Copy the items below without any change, from the line containing "Mark each instance of the white" through the line containing "x=546 y=226", both included, and nothing outside that stretch.
— Start Material —
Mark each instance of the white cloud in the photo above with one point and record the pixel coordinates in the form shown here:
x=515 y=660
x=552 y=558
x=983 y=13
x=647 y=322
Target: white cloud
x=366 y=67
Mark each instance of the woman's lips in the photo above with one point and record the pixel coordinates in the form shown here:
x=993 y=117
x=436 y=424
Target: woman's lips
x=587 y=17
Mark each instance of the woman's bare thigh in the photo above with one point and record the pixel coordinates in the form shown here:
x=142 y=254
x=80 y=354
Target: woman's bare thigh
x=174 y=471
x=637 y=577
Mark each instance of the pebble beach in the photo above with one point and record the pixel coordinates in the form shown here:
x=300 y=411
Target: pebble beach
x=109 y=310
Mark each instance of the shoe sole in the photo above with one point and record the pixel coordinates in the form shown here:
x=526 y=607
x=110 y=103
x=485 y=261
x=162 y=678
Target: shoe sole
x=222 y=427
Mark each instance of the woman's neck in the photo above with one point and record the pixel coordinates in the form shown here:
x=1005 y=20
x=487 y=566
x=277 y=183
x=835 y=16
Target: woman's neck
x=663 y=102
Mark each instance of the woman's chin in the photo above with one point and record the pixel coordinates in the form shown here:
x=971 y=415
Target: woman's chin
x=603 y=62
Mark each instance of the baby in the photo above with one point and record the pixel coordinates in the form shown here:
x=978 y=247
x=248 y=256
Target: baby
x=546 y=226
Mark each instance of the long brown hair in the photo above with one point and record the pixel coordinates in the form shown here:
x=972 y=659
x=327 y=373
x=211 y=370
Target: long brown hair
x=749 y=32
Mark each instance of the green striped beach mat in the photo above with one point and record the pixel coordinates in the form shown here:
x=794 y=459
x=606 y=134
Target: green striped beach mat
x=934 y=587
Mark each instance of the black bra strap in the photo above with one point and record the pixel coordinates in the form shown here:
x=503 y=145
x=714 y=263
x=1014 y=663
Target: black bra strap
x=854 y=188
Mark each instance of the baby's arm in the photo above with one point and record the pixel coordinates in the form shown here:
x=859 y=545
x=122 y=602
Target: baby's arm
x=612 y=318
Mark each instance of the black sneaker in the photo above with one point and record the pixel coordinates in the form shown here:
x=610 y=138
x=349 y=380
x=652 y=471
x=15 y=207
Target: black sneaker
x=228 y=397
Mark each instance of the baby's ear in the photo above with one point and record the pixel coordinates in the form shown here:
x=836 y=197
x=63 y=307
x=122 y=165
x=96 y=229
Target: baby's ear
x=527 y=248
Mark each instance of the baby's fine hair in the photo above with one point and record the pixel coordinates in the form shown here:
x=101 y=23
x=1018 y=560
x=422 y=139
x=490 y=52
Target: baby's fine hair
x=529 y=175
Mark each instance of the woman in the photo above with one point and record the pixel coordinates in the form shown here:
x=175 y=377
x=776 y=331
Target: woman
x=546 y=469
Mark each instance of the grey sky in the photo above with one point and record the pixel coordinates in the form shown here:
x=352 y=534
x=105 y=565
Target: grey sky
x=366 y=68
— End Material —
— Start Material —
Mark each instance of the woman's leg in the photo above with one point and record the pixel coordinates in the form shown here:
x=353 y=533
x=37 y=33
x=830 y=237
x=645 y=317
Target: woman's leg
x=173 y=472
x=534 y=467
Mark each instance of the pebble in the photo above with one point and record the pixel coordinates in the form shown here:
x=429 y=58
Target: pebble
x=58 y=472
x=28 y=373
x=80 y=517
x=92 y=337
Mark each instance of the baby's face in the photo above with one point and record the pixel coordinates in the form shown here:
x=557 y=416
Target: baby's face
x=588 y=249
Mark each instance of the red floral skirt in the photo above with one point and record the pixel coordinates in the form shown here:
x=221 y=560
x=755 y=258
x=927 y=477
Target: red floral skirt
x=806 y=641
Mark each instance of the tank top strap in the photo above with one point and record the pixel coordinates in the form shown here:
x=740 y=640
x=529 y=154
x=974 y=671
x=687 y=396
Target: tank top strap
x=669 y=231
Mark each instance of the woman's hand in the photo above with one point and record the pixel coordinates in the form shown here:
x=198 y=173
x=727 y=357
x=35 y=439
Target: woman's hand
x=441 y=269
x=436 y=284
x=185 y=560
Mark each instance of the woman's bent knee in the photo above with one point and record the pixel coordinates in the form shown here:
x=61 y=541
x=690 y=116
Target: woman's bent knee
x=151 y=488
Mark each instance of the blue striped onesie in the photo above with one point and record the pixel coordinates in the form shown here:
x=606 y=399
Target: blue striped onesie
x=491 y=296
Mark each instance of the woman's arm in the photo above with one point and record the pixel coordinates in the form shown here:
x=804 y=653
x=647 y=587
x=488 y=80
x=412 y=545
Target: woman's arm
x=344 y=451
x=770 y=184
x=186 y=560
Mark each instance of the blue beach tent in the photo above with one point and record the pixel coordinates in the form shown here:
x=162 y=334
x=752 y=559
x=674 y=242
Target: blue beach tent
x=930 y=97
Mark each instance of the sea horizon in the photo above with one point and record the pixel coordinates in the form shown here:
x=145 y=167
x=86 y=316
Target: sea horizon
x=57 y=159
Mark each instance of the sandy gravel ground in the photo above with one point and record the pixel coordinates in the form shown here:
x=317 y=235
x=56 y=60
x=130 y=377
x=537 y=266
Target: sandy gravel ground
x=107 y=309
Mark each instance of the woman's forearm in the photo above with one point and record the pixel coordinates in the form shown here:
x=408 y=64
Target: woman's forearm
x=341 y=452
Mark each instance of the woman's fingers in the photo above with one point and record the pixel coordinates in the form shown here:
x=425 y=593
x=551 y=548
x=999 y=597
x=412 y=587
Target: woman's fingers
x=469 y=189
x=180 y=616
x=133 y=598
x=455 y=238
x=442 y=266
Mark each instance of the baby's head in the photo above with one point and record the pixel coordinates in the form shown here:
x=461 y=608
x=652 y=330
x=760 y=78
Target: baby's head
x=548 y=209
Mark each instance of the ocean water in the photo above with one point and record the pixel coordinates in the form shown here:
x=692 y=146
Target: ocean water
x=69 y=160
— End Material —
Correct output:
Mark each instance of the white cloud in the photo above with one point and record the pixel coordinates in the form shown here:
x=515 y=660
x=552 y=558
x=983 y=13
x=647 y=322
Target: white cloud
x=366 y=67
Mark each instance of the woman's lips in the photo above with one point and record the pixel coordinates in the form shown here:
x=993 y=117
x=436 y=424
Target: woman's lips
x=587 y=17
Mark each instance of the woman's bare thigh in the photo above with one point and record the pixel coordinates in the form shown here:
x=142 y=254
x=80 y=354
Target: woman's bare thigh
x=174 y=471
x=637 y=577
Mark each instance of the pebble beach in the photo above with one point and record the pixel coordinates in the form shown here:
x=300 y=411
Target: pebble beach
x=109 y=310
Mark each instance of the shoe sole in the photo above with one point and record the pixel coordinates in the form shown here:
x=526 y=607
x=110 y=103
x=485 y=261
x=162 y=678
Target: shoe sole
x=222 y=427
Mark each instance of the woman's neck in the photo above with one point and record the pixel coordinates in the form shown here:
x=1005 y=20
x=487 y=566
x=277 y=183
x=835 y=16
Target: woman's neck
x=663 y=102
Mark each instance of the woman's chin in the photo above with one point and record the pixel coordinates in the form shown here:
x=971 y=415
Target: woman's chin
x=603 y=62
Mark each instance of the baby in the photo above with one point and record the pixel coordinates in the form shown here:
x=978 y=247
x=248 y=256
Target: baby
x=546 y=226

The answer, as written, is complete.